-- BEGIN Supplied material --

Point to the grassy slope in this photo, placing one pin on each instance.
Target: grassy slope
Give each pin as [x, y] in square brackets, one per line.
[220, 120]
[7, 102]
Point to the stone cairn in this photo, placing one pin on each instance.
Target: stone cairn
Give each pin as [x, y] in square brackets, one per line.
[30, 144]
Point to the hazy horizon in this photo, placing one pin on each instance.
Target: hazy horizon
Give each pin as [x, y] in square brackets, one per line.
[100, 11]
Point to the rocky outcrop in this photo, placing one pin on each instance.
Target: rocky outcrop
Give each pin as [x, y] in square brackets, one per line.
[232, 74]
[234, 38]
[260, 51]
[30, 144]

-- END Supplied material --

Extract all the entries word for word.

Complete answer
Point to the grassy slope in this photo, placing one pin on each instance.
Target: grassy slope
Give each pin as [x, y] in square brackets, one per line.
[220, 120]
[7, 102]
Point to the stone cairn in this photo, placing one pin on each instance.
Target: stone cairn
Give each pin as [x, y] in square brackets, one per line.
[30, 144]
Point to the hazy horizon in this photo, placing one pin on each instance.
Target: hazy horizon
Give each pin as [x, y] in square brackets, one per line.
[100, 11]
Point to the rocky outcrop in this photo, placing one pin on each instance.
Target: rocky outcrop
Give each pin as [x, y] in square brackets, one per line.
[232, 74]
[234, 38]
[260, 51]
[30, 144]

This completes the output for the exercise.